··· Data rows ···

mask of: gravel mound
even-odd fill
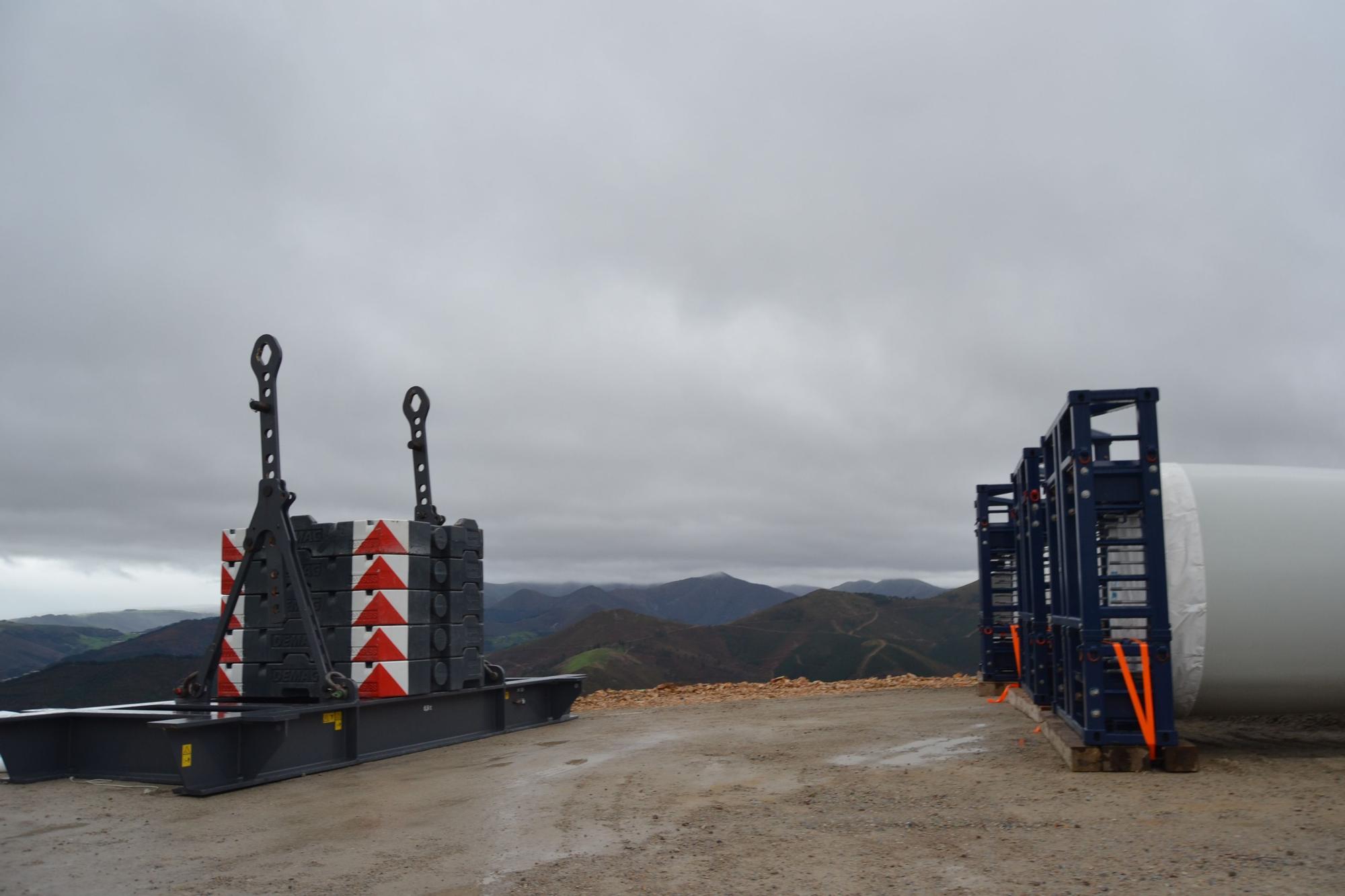
[[[884,678],[853,678],[849,681],[810,681],[807,678],[772,678],[767,682],[738,681],[720,685],[664,683],[644,690],[596,690],[574,701],[574,712],[601,712],[604,709],[644,709],[652,706],[679,706],[683,704],[724,704],[733,700],[780,700],[785,697],[818,697],[822,694],[853,694],[861,690],[925,690],[932,687],[972,687],[974,675],[958,673],[950,678],[921,675],[886,675]]]

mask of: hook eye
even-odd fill
[[[429,394],[420,386],[408,389],[406,397],[402,398],[402,413],[406,414],[406,420],[413,426],[424,422],[424,418],[429,416]],[[420,417],[420,421],[417,421],[417,417]]]
[[[281,357],[280,343],[269,332],[264,332],[253,343],[253,373],[257,374],[258,379],[264,374],[272,374],[272,378],[274,378],[276,371],[280,370]]]

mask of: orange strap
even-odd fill
[[[1018,678],[1021,679],[1022,678],[1022,657],[1020,657],[1020,654],[1018,654],[1018,650],[1020,650],[1020,647],[1018,647],[1018,626],[1017,624],[1009,626],[1009,634],[1013,635],[1013,665],[1018,669]],[[1011,685],[1005,685],[1005,692],[1002,694],[999,694],[998,697],[986,697],[986,702],[987,704],[1002,704],[1009,697],[1009,689],[1010,687],[1017,687],[1017,686],[1018,686],[1018,682],[1013,682]]]
[[[1143,675],[1145,702],[1139,702],[1135,692],[1135,678],[1130,673],[1130,663],[1126,662],[1126,648],[1118,642],[1112,642],[1116,648],[1116,659],[1120,663],[1120,674],[1126,678],[1126,690],[1130,692],[1130,705],[1135,708],[1135,718],[1139,720],[1139,733],[1145,736],[1149,745],[1149,759],[1158,759],[1158,733],[1154,725],[1154,682],[1149,675],[1149,642],[1139,643],[1139,671]]]

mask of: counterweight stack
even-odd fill
[[[87,776],[208,795],[565,721],[582,675],[506,678],[483,657],[484,534],[445,525],[429,480],[429,396],[408,390],[413,519],[291,518],[280,344],[252,354],[262,478],[221,538],[219,620],[175,702],[0,718],[13,783]]]

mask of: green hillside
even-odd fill
[[[98,650],[124,638],[114,628],[0,622],[0,681],[46,669],[71,654]]]
[[[134,657],[108,663],[58,663],[0,682],[0,709],[105,706],[172,700],[172,687],[200,658]]]
[[[492,659],[511,675],[585,673],[590,689],[948,675],[976,669],[976,618],[974,584],[923,600],[815,591],[721,626],[608,609]]]

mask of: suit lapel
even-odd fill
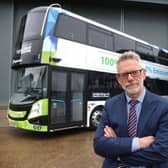
[[[120,103],[118,109],[120,109],[119,114],[118,114],[118,119],[120,121],[120,132],[122,133],[122,136],[128,136],[128,127],[127,127],[127,102],[126,102],[126,97],[125,94],[122,94],[120,97]]]
[[[152,113],[150,103],[151,103],[151,97],[150,93],[147,91],[142,103],[141,113],[138,121],[138,127],[137,127],[138,137],[142,136],[143,130],[145,129],[145,126],[148,123],[148,120],[150,119]]]

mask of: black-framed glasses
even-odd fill
[[[123,79],[127,79],[127,78],[128,78],[128,75],[131,75],[132,77],[139,77],[142,70],[143,70],[143,69],[138,69],[138,70],[131,71],[131,72],[118,73],[117,76],[118,76],[119,78],[123,78]]]

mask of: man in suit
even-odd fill
[[[94,138],[103,168],[168,168],[168,101],[144,87],[145,77],[139,55],[123,53],[116,78],[124,92],[106,101]]]

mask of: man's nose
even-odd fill
[[[128,79],[128,80],[132,80],[132,79],[133,79],[133,77],[131,76],[131,74],[130,74],[130,73],[128,74],[127,79]]]

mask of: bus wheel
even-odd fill
[[[90,117],[90,127],[96,129],[100,123],[100,118],[102,116],[102,109],[95,109]]]

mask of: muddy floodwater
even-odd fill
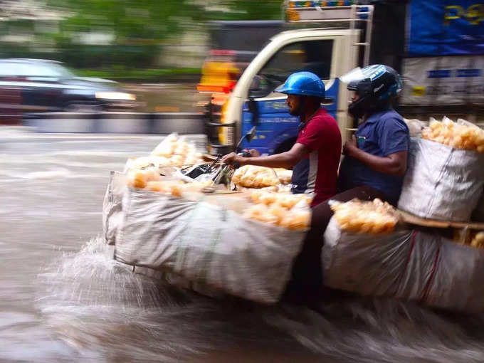
[[[484,362],[484,316],[219,301],[113,261],[100,238],[109,171],[162,139],[0,128],[0,362]]]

···

The request -> Quote the records in their entirety, keeping the wording exact and excluding pictures.

Full solution ->
mask of: gravel mound
even-odd fill
[[[884,678],[853,678],[849,681],[810,681],[807,678],[772,678],[767,682],[738,681],[720,685],[664,683],[644,690],[596,690],[574,701],[574,712],[601,712],[604,709],[644,709],[652,706],[679,706],[683,704],[724,704],[733,700],[780,700],[785,697],[818,697],[822,694],[853,694],[861,690],[925,690],[932,687],[972,687],[974,675],[958,673],[950,678],[921,675],[886,675]]]

mask of: hook eye
even-odd fill
[[[429,394],[420,386],[408,389],[406,397],[402,398],[402,413],[406,414],[406,420],[413,426],[424,422],[424,418],[429,416]],[[420,417],[420,421],[417,421],[417,417]]]
[[[281,357],[280,343],[269,332],[264,332],[253,343],[253,373],[257,374],[258,379],[264,374],[272,374],[272,378],[274,378],[276,371],[280,370]]]

mask of: orange strap
even-odd fill
[[[1018,678],[1021,679],[1022,678],[1022,657],[1020,657],[1020,654],[1018,654],[1018,650],[1020,650],[1020,647],[1018,647],[1018,626],[1017,624],[1009,626],[1009,634],[1013,635],[1013,665],[1018,669]],[[1011,685],[1005,685],[1005,692],[1002,694],[999,694],[998,697],[986,697],[986,702],[987,704],[1002,704],[1009,697],[1009,689],[1010,687],[1017,687],[1017,686],[1018,686],[1018,682],[1013,682]]]
[[[1143,675],[1145,702],[1139,702],[1135,692],[1135,678],[1130,673],[1130,663],[1126,662],[1126,648],[1118,642],[1112,642],[1116,648],[1116,659],[1120,663],[1120,674],[1126,678],[1126,690],[1130,692],[1130,705],[1135,708],[1135,718],[1139,720],[1139,733],[1145,736],[1149,745],[1149,759],[1158,759],[1158,733],[1154,725],[1154,682],[1149,675],[1149,642],[1139,643],[1139,671]]]

mask of: counterweight stack
even-odd fill
[[[87,776],[208,795],[565,721],[582,675],[506,678],[483,657],[484,534],[445,525],[429,480],[429,396],[408,390],[413,519],[291,518],[280,344],[252,354],[262,478],[221,538],[219,620],[175,702],[0,718],[13,783]]]

mask of: green hillside
even-odd fill
[[[98,650],[124,638],[114,628],[0,622],[0,681],[46,669],[71,654]]]
[[[134,657],[108,663],[58,663],[0,682],[0,709],[105,706],[172,700],[172,687],[200,658]]]
[[[492,659],[511,675],[585,673],[590,689],[948,675],[976,669],[976,618],[974,584],[923,600],[815,591],[721,626],[608,609]]]

mask of: suit lapel
even-odd fill
[[[120,103],[118,109],[120,109],[119,114],[118,114],[118,119],[120,121],[120,132],[122,133],[122,136],[128,136],[128,127],[127,127],[127,102],[126,102],[126,97],[125,94],[122,94],[120,97]]]
[[[152,113],[150,103],[151,103],[151,97],[150,93],[147,91],[142,103],[141,113],[138,121],[138,127],[137,127],[138,137],[142,136],[143,130],[145,129],[145,126],[148,123],[148,120],[150,119]]]

mask of: black-framed glasses
even-odd fill
[[[123,79],[127,79],[127,78],[128,78],[128,75],[131,75],[132,77],[139,77],[142,70],[143,70],[143,69],[138,69],[138,70],[131,71],[131,72],[118,73],[117,76],[118,76],[119,78],[123,78]]]

mask of: man in suit
even-odd fill
[[[94,138],[103,168],[168,168],[168,101],[144,87],[145,77],[139,55],[123,53],[116,78],[124,92],[106,101]]]

mask of: man's nose
even-odd fill
[[[128,79],[128,80],[132,80],[132,79],[133,79],[133,77],[131,76],[131,74],[130,74],[130,73],[128,74],[127,79]]]

mask of: bus wheel
even-odd fill
[[[90,117],[90,127],[96,129],[100,123],[100,118],[102,116],[102,109],[95,109]]]

mask of: muddy floodwater
even-odd fill
[[[484,362],[484,316],[219,301],[113,261],[100,238],[109,171],[162,139],[0,128],[0,362]]]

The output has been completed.